▶ **Exercise**: Retype, exactly and completely, the listing that comes next, skipping its images.
[Input records — start]
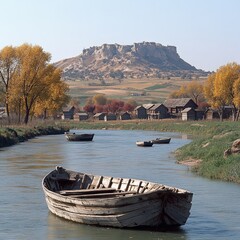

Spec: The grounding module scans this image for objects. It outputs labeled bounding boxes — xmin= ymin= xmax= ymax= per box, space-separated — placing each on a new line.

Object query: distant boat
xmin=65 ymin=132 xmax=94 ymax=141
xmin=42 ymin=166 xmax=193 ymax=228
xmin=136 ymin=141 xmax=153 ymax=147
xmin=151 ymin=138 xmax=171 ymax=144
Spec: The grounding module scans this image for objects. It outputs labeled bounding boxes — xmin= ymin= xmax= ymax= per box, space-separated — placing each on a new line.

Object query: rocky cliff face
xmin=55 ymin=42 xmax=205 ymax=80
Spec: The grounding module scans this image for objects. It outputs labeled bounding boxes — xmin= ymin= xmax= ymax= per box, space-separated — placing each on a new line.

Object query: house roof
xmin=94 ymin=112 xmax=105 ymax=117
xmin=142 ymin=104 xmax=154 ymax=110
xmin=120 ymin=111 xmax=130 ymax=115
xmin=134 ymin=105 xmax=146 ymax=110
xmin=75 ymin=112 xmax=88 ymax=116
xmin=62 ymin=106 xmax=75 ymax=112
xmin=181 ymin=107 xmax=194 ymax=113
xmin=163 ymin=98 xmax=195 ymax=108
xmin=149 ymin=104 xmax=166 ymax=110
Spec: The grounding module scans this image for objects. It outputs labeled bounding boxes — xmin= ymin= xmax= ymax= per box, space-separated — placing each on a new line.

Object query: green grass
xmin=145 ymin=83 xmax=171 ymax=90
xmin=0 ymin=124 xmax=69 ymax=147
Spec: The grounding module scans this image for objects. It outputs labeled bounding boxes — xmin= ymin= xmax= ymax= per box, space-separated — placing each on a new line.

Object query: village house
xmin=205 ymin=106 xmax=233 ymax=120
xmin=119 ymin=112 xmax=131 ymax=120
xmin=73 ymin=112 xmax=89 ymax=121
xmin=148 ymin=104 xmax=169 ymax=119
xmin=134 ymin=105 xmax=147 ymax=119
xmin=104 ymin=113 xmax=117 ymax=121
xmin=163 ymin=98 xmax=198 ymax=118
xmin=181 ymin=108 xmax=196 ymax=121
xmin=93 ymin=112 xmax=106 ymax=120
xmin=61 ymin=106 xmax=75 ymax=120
[Input records — finish]
▶ **Solution for this problem**:
Spec: The grounding module scans this image for objects. It outputs labeled bounding boxes — xmin= ymin= xmax= ymax= per box, space-separated — placing each on a new line.

Object query: distant boat
xmin=65 ymin=132 xmax=94 ymax=141
xmin=42 ymin=166 xmax=193 ymax=228
xmin=136 ymin=141 xmax=153 ymax=147
xmin=151 ymin=138 xmax=171 ymax=144
Spec: The grounding module scans this image for objects. It outputs labeled bounding boxes — xmin= ymin= xmax= ymax= per box, space-separated — placing each on a new line.

Object query: rocky cliff face
xmin=55 ymin=42 xmax=205 ymax=80
Spec: The grounding module scans this image for objects. It outputs labeled bounding boxes — xmin= ymin= xmax= ymax= per box, space-separated — placing each on a new line.

Object query: house roof
xmin=94 ymin=112 xmax=105 ymax=117
xmin=142 ymin=104 xmax=154 ymax=110
xmin=120 ymin=111 xmax=130 ymax=115
xmin=134 ymin=105 xmax=146 ymax=110
xmin=75 ymin=112 xmax=88 ymax=116
xmin=62 ymin=106 xmax=75 ymax=112
xmin=181 ymin=107 xmax=194 ymax=113
xmin=163 ymin=98 xmax=195 ymax=108
xmin=149 ymin=104 xmax=166 ymax=110
Spec: The grounding module scans this image for objects. It outputs labeled bounding boxes — xmin= ymin= xmax= ymax= per box, space-separated — placing each on a new line.

Object query: green grass
xmin=145 ymin=83 xmax=171 ymax=90
xmin=0 ymin=124 xmax=69 ymax=147
Spec: The grounding module scans this image for objects. It outputs labeled bounding boxes — xmin= ymin= xmax= ymax= per box, space-separated — placing each on a new line.

Object query: village house
xmin=205 ymin=106 xmax=233 ymax=120
xmin=119 ymin=112 xmax=131 ymax=120
xmin=73 ymin=112 xmax=89 ymax=121
xmin=148 ymin=104 xmax=169 ymax=119
xmin=134 ymin=105 xmax=147 ymax=119
xmin=104 ymin=113 xmax=117 ymax=121
xmin=163 ymin=98 xmax=198 ymax=118
xmin=181 ymin=108 xmax=196 ymax=121
xmin=93 ymin=112 xmax=106 ymax=120
xmin=61 ymin=106 xmax=75 ymax=120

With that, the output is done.